● Extracted text
# VII — Vehicle Tracking — Robust Kalman Filtering Case Study

We track a moving vehicle in 2D from noisy position measurements.

- State: position + velocity in x/y  
- Dynamics: linear (discrete-time) with unknown input (drive force) and damping  
- Noise: mostly mild Gaussian, but with occasional large outliers  

A classical Kalman smoother corresponds to a least-squares problem.  
To reduce sensitivity to outliers, we replace the quadratic measurement penalty with a Huber loss, yielding a convex problem solved with CVXPY.

> Adapted from the official CVXPY example “Robust Kalman filtering for vehicle tracking”.

[Kalman Filter Explained](https://www.youtube.com/watch?v=IFeCIbljreY)

https://www.youtube.com/watch?v=R63dU5w_djQ

## Theory and Pre-requisite Knowledge

### Recursive Least Squares

Suppose we observe a sequence of data pairs $(\phi_t, y_t)$, where
$y_t \in \mathbb{R}$ is a scalar measurement and
$\phi_t \in \mathbb{R}^d$ is a known feature (regressor) vector.
We assume a linear measurement model

$$
y_t = \phi_t^\top \theta + \epsilon_t,
\qquad
\epsilon_t \sim \mathcal{N}(0,\sigma^2),
$$

where $\theta \in \mathbb{R}^d$ is an unknown parameter vector to be estimated.

A standard approach is least squares, which estimates $\theta$ by minimizing the sum of squared residuals over all observed data. However, recomputing a batch least-squares solution every time a new data point arrives is computationally expensive and impractical for online or real-time applications. Recursive least squares addresses this issue by updating the parameter estimate incrementally as new measurements become available, without revisiting the full data history. A common formulation is exponentially weighted least squares:

$$
\hat\theta_t
=
\arg\min_\theta
\sum_{k=1}^t \lambda^{\,t-k}\,
\big(y_k - \phi_k^\top \theta\big)^2,
\qquad
0 < \lambda \le 1,
$$

where $\lambda$ is a forgetting factor that discounts older data. Values of $\lambda$ close to 1 emphasize long-term consistency, while smaller values allow the estimator to adapt more quickly to changing parameters. The RLS algorithm produces a recursive update of the parameter estimate:

$$
\hat\theta_t
=
\hat\theta_{t-1}
+
K_t
\big(y_t - \phi_t^\top \hat\theta_{t-1}\big),
$$

where the term

$$
y_t - \phi_t^\top \hat\theta_{t-1}
$$

is the prediction error (or residual), measuring how well the current estimate explains the new observation. The gain vector $K_t$ determines how strongly the estimate should be corrected in response to this residual:

$$
K_t
=
\frac{P_{t-1}\phi_t}
{\lambda + \phi_t^\top P_{t-1}\phi_t}.

(Data records)
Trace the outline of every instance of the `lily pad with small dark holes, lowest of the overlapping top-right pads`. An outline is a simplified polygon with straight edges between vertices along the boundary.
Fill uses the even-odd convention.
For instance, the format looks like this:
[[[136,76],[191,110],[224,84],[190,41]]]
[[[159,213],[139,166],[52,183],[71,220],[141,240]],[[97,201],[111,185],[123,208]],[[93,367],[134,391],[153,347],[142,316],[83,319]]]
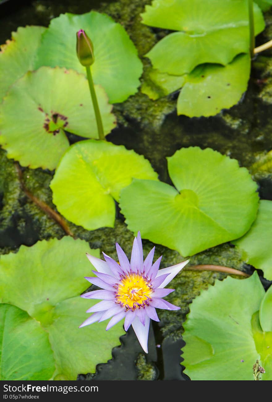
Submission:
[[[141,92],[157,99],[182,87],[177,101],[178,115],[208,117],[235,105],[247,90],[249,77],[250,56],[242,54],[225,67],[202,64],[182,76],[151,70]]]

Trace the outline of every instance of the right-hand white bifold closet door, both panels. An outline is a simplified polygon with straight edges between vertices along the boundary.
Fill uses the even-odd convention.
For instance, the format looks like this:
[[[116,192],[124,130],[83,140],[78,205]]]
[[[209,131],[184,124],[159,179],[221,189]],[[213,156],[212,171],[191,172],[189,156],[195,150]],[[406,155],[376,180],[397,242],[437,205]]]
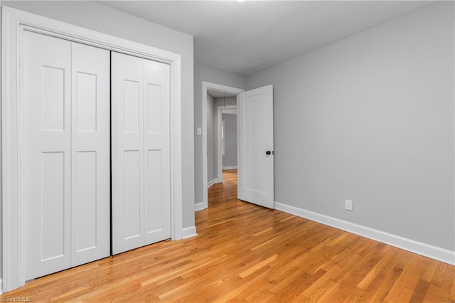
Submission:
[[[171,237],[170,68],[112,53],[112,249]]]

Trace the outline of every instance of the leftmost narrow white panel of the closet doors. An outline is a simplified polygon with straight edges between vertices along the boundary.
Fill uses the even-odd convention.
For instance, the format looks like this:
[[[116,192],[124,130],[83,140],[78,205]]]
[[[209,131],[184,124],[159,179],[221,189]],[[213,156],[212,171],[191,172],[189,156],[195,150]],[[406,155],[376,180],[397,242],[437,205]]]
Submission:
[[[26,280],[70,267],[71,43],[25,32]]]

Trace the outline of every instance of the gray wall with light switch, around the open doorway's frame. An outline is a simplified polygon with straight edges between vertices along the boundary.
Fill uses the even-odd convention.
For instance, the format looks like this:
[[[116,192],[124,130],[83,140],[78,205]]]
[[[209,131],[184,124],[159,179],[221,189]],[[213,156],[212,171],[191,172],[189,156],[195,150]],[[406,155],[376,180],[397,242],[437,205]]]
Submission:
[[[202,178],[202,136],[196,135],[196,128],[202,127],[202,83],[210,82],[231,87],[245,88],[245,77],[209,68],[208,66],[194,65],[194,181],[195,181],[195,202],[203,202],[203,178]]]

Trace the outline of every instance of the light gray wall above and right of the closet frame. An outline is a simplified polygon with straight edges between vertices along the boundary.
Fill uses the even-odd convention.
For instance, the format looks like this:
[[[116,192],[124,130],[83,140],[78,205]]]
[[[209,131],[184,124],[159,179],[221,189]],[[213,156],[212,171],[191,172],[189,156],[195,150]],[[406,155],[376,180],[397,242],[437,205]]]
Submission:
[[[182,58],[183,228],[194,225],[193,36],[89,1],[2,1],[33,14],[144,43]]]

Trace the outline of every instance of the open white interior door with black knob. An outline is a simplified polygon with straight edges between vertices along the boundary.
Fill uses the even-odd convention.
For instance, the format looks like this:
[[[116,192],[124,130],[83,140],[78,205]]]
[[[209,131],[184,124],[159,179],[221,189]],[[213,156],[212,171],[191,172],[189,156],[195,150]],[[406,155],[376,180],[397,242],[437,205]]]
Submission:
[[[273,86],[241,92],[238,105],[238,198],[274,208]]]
* * *
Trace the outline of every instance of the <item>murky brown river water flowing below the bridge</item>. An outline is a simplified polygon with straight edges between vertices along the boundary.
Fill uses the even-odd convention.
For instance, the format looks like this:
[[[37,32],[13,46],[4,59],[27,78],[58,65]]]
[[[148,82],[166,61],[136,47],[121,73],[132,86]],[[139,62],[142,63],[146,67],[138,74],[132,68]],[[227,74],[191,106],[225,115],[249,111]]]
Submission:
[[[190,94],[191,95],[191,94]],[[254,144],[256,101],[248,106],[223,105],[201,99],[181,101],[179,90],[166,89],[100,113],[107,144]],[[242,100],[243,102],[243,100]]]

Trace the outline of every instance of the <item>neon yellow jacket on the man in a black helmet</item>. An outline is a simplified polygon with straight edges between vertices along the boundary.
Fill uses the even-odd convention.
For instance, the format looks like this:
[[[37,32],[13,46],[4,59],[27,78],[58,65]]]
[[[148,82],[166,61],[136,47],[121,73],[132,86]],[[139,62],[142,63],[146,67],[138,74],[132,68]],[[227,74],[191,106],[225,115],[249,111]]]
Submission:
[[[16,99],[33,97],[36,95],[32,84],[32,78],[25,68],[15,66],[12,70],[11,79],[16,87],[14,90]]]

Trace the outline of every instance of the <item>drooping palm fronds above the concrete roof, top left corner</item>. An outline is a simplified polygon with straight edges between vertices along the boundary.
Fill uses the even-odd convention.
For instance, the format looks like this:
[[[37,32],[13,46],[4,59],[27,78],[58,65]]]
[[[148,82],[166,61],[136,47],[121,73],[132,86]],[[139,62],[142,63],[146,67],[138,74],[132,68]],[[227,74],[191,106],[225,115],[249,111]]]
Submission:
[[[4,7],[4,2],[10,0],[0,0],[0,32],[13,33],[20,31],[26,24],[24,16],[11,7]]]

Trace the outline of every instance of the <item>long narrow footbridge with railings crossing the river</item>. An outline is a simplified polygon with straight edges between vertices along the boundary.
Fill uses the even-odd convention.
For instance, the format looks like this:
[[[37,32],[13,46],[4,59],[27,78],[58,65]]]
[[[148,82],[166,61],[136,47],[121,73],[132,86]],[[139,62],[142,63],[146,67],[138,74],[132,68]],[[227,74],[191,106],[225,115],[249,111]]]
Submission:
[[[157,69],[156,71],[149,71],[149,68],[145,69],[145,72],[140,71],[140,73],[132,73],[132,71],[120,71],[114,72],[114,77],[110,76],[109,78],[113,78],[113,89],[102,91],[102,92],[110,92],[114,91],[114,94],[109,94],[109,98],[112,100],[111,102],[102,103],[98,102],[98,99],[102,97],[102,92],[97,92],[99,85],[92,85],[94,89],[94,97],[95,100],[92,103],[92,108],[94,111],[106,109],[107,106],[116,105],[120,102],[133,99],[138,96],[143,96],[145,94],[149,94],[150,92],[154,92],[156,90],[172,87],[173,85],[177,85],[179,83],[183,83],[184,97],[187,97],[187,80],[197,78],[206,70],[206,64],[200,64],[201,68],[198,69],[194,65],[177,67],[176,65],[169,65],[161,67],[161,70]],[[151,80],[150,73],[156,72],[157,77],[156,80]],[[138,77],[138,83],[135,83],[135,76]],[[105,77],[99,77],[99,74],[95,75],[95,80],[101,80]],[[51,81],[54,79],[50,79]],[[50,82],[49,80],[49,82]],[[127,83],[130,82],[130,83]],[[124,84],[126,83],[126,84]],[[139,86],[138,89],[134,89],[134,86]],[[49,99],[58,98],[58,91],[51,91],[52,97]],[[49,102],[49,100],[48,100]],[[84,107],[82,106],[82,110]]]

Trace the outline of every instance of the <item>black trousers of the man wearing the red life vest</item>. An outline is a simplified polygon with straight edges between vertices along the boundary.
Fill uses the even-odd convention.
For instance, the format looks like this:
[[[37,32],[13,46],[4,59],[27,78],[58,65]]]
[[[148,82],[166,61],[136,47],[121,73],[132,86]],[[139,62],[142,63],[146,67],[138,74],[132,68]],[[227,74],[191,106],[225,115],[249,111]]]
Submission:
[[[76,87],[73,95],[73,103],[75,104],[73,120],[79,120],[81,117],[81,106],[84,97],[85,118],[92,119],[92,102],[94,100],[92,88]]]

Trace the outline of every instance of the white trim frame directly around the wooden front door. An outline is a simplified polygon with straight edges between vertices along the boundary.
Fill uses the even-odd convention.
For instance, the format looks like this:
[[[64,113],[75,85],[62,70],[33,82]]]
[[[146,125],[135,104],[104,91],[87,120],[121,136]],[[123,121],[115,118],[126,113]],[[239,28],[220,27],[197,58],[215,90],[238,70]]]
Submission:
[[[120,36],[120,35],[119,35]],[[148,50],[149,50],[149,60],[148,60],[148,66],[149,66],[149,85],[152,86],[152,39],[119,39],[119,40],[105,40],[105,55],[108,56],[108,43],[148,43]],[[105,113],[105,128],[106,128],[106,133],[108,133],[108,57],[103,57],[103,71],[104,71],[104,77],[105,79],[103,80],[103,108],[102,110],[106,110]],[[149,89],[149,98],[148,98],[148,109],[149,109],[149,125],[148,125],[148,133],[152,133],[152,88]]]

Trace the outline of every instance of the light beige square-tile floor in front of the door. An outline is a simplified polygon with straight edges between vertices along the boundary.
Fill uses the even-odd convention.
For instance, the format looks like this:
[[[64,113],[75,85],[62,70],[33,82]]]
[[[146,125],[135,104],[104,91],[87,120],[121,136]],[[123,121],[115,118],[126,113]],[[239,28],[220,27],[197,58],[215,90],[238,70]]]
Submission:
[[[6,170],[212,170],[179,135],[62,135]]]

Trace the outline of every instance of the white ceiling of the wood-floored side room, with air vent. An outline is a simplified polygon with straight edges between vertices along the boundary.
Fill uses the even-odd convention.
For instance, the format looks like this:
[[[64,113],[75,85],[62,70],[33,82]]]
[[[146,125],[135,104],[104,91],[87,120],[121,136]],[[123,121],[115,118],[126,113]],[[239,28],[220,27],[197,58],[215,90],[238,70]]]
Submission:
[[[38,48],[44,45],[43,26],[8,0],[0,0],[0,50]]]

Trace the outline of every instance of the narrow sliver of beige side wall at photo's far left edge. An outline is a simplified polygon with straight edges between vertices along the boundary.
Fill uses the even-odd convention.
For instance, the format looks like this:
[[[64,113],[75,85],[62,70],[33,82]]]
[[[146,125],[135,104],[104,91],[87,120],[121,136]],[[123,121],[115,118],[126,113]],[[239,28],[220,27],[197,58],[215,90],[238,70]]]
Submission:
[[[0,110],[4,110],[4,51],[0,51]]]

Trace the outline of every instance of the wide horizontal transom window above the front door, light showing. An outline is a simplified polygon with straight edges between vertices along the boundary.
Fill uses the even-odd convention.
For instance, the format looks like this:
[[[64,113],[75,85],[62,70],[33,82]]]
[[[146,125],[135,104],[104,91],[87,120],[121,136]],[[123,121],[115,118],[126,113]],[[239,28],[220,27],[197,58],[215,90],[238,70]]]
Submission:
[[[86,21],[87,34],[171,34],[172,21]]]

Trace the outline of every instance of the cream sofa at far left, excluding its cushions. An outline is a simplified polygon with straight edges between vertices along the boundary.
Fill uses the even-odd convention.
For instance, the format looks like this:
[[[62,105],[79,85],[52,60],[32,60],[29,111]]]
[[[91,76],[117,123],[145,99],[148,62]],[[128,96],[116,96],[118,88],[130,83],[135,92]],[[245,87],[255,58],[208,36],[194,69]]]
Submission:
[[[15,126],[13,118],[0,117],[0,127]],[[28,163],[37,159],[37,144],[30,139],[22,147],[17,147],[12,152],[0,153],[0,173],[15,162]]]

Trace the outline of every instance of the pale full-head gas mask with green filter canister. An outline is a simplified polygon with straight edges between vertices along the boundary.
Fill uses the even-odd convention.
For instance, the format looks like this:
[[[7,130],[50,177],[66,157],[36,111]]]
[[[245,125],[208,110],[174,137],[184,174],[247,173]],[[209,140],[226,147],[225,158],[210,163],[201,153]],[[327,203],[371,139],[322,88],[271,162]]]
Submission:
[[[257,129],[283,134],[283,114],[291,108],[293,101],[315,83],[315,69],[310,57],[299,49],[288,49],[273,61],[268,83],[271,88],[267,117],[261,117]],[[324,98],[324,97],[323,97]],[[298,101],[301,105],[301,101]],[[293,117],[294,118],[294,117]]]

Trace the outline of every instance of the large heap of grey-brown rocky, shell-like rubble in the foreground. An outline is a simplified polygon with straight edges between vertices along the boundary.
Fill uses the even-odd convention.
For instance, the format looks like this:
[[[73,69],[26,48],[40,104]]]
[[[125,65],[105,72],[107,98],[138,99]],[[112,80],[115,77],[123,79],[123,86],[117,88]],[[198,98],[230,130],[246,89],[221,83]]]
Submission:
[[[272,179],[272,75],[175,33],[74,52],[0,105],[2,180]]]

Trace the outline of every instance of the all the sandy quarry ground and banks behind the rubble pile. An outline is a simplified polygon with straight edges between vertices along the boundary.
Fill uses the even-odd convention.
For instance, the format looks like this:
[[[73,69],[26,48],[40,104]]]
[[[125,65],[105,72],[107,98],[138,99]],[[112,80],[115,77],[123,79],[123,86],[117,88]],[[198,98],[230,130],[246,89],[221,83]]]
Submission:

● Required action
Edit the vehicle tracking text, starting with "We track a moving" and going on through "solved with CVXPY.", with "outliers" replaced by "anomalies" wherever it occurs.

● Answer to the problem
We track a moving vehicle in 2D from noisy position measurements.

- State: position + velocity in x/y  
- Dynamics: linear (discrete-time) with unknown input (drive force) and damping  
- Noise: mostly mild Gaussian, but with occasional large anomalies  

A classical Kalman smoother corresponds to a least-squares problem.  
To reduce sensitivity to anomalies, we replace the quadratic measurement penalty with a Huber loss, yielding a convex problem solved with CVXPY.